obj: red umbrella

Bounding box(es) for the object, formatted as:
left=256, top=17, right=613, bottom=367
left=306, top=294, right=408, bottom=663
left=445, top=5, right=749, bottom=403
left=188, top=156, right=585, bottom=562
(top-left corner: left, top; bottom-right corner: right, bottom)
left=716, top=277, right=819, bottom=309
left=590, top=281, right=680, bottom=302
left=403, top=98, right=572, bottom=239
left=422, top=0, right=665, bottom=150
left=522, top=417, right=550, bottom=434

* [To be done]
Reproduce each of the rows above verbatim, without altering any character.

* [The output]
obj: red umbrella

Bounding box(es) for the object, formatted as:
left=256, top=17, right=613, bottom=367
left=306, top=294, right=408, bottom=663
left=445, top=5, right=749, bottom=403
left=188, top=156, right=585, bottom=562
(top-left corner: left, top; bottom-right corner: right, bottom)
left=716, top=277, right=819, bottom=309
left=590, top=281, right=680, bottom=302
left=403, top=98, right=572, bottom=239
left=422, top=0, right=665, bottom=150
left=522, top=417, right=550, bottom=434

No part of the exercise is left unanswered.